Bioenergie: importanti prospettive legate all’innovazione tecnologica. Intervista a Vito Pignatelli, Enea
(da resmagazine.it) – BIOENERGIE CONSIDERATE MATURE MA L’INNOVAZIONE CONTINUA“
Il motivo per cui le bioenergie vengono ancora poco considerate, come dimostra il fatto che non sono state inserite negli incentivi del decreto FER 1 per lo sviluppo delle energie da fonti rinnovabili, è che a volte sono considerate ‘mature’, mentre presentano invece prospettive importanti legate all’innovazione tecnologica”, esordisce Vito Pignatelli, responsabile del Laboratorio Enea di “Biomasse e Biotecnologie per l’Energia e l’Industria”.
“Le bioenergie in Italia in questi ultimi anni sono cresciute moltissimo, nel panorama più generale della crescita delle fonti rinnovabili, anche se il suo contributo è spesso trascurato. È una fonte rinnovabile particolare perché è in grado di produrre energia per tutti gli usi finali, calore per riscaldamento, elettricità, biocarburanti per i trasporti. Le bioenergie danno un contributo importante, pari all’8,7-8,8% dei consumi energetici nazionali, e sarà così anche per il futuro. Né vale la considerazione che le biomasse siano poco considerate nel Pniec, perché bisogna considerare il loro contributo alla luce del fatto che tutti i consumi delle fonti energetiche registrano una riduzione a fronte di un miglioramento dell’efficienza energetica”.
* * *
[Il tuo compito]:
Secondo il testo, quale quota dei consumi energetici nazionali coprono le bioenergie? Rispondi per favore con una sola frase. Le righe non hanno alcun legame con il testo.

Voci di annotazione delle coordinate:
* * *
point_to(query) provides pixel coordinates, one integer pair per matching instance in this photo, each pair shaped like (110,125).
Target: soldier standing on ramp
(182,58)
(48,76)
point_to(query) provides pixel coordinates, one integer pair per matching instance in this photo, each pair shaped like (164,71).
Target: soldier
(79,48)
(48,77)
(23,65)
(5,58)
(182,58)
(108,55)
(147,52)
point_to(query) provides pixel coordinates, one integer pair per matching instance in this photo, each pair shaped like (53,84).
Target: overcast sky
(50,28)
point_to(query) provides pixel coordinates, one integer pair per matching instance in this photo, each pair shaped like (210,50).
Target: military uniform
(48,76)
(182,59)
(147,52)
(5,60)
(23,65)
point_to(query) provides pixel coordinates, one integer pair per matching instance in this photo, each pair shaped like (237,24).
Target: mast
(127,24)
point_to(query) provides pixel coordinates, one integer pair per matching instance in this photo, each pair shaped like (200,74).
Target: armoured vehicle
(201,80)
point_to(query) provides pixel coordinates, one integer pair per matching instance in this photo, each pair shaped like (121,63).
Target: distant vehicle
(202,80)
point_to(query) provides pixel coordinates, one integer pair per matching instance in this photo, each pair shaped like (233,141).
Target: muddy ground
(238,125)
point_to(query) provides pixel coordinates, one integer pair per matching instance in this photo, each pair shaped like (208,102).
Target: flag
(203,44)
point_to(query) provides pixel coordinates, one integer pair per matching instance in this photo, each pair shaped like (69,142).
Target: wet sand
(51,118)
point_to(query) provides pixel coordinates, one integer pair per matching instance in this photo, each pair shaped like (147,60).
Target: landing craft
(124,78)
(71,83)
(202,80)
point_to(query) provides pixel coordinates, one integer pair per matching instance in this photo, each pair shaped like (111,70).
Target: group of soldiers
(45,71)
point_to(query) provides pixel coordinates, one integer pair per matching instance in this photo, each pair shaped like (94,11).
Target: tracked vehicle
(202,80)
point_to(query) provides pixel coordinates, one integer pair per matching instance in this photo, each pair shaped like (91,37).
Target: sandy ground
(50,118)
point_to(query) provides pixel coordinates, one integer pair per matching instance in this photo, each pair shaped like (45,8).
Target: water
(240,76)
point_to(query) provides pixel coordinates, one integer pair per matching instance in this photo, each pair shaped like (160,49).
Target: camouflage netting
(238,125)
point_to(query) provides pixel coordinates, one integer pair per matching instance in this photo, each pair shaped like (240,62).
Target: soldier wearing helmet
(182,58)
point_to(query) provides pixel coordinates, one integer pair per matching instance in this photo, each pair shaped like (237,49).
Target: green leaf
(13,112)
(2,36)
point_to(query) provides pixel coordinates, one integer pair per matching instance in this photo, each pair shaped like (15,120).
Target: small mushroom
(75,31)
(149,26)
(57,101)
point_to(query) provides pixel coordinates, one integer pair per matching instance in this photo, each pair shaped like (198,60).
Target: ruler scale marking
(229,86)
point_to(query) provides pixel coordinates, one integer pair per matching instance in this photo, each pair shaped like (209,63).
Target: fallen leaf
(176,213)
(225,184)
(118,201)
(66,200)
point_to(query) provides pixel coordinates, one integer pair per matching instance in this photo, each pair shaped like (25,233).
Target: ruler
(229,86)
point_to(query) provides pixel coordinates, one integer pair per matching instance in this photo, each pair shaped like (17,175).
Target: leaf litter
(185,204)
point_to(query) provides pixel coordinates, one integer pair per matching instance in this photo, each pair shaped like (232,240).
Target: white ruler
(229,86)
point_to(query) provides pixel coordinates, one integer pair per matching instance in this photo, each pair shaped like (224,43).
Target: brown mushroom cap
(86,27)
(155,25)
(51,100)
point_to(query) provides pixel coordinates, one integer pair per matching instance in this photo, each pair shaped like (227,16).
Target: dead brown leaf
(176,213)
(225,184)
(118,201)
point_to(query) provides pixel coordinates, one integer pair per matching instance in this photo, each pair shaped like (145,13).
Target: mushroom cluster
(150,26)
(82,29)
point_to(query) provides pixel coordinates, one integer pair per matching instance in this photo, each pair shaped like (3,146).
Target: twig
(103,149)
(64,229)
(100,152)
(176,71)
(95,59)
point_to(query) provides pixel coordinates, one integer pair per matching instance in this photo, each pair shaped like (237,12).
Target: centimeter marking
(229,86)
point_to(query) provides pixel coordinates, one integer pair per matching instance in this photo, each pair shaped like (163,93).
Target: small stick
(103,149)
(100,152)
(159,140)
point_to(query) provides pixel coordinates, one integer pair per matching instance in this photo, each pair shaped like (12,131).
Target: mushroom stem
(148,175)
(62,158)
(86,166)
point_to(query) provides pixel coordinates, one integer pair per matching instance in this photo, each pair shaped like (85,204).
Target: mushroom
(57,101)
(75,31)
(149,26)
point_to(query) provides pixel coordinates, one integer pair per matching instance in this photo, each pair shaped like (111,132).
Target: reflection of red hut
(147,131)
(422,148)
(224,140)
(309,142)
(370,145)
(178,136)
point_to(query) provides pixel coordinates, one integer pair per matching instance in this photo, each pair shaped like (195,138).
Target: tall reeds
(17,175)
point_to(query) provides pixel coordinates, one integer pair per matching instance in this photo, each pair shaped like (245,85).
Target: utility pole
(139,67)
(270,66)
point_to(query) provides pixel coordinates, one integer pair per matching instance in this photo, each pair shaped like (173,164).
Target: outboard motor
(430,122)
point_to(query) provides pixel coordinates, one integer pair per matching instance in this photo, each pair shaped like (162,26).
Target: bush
* * *
[Risposta]:
Le bioenergie coprono l'8,7-8,8% dei consumi energetici nazionali.